Selected text:
######
The MAINTAINER field provides contact information for the Dockerfile’s author, which populates the Author field in all resulting images’ metadata:

MAINTAINER Anna Doe <anna@example.com>

The ability to apply labels to images and containers was added to Docker in version 1.6. This means that you can now add metadata via key-value pairs that can later be used to search for and identify Docker images and containers. You can see the labels applied to any image using the docker inspect command:

LABEL "rating"="Five Stars" "class"="First Class"

By default, Docker runs all processes as root within the container, but you can use the USER instruction to change this:

USER root
Caution

Even though containers provide some isolation from the underlying operating system, they still run on the host kernel. Due to potential security risks, production containers should almost always be run under the context of a non-privileged user.

The ENV instruction allows you to set shell variables that can be used during the build process to simplify the Dockerfile and help keep it DRYer:1

ENV AP /data/app
ENV SCPATH /etc/supervisor/conf.d

In the following code, you’ll use a collection of RUN instructions to start and create the required file structure that you need, and install some required software dependencies. You’ll also start to use the build variables you defined in the previous section to save you a bit of work and help protect you from typos:

RUN apt-get -y update

# The daemons
RUN apt-get -y install supervisor
RUN mkdir -p /var/log/supervisor
Warning

It is generally considered a bad idea to run commands like apt-get -y update or yum -y update in your application Dockerfiles because it can significantly increase the time it takes for all of your builds to finish. Instead, consider basing your application image on another image that already has these updates applied to it.

Note

Remember that every instruction creates a new Docker image layer, so it often makes sense to combine a few logically grouped commands onto a single line. It is even possible to use the ADD instruction in combination with the RUN instruction to copy a complex script to your image and then execute that script with only two commands in the Dockerfile.
######
[Stored data]
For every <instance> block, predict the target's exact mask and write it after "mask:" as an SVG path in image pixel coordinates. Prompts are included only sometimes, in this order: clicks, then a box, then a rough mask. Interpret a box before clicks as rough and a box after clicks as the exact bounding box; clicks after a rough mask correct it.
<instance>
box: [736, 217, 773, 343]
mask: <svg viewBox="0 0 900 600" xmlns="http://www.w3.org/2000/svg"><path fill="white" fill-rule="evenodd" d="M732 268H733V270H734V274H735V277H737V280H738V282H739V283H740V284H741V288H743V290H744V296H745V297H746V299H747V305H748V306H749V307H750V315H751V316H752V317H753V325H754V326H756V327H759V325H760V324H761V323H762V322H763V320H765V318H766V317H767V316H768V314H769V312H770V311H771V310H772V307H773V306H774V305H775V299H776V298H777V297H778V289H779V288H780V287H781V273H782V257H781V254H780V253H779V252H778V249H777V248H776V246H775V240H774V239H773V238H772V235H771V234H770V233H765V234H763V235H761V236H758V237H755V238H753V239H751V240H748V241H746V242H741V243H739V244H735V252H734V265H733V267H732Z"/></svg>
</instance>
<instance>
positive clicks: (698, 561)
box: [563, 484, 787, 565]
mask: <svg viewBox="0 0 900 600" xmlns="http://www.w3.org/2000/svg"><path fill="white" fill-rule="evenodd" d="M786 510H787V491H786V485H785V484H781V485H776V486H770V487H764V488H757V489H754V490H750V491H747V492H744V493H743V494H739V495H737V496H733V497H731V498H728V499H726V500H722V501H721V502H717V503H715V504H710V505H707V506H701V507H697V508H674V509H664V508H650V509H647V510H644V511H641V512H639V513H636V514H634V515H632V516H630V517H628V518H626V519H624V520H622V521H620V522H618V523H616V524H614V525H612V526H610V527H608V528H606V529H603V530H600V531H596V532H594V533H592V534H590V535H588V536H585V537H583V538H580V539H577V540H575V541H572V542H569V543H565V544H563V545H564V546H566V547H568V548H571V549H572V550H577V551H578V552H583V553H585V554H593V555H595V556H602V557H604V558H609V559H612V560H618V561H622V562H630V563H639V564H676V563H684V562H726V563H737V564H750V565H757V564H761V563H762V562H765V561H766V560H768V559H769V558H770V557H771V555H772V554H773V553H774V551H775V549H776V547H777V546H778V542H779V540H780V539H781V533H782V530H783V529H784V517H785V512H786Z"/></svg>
######
Check your understanding:
1. According to the Dockerfile excerpt, in which Docker version did labels for images and containers become available?
2. Rewrite the part of the Dockerfile excerpt that begins at the words "# The daemons" and stops after "applied to it.", replacing "bad idea" with "poor practice".
3. Extend the Dockerfile excerpt past its final sentence.

Responses in order:
1. Version 1.6.

2.
# The daemons
RUN apt-get -y install supervisor
RUN mkdir -p /var/log/supervisor
Warning

It is generally considered a poor practice to run commands like apt-get -y update or yum -y update in your application Dockerfiles because it can significantly increase the time it takes for all of your builds to finish. Instead, consider basing your application image on another image that already has these updates applied to it.

3.
The ADD instruction is used to copy files from the local filesystem into your image. Most often this will include your application code and any required support files:

# Supervisor Configuration
ADD ./supervisord/conf.d/* $SCPATH/

# Application Code
ADD *.js* $AP/
Note

ADD allows you to include files from the local filesystem into the image. However, once the image is built, you can use the image without having access to the original files because they have been copied into the image.

With the WORKDIR instruction, you change the working directory in the image for the remaining build instructions:

WORKDIR $AP

RUN npm install
Caution

The order of commands in a Dockerfile can have a very significant impact on ongoing build times. You should try to order commands so that things that change between every single build are closer to the bottom. This means that adding your code and similar steps should be held off until the end. When you rebuild an image, every single layer after the first introduced change will need to be rebuilt.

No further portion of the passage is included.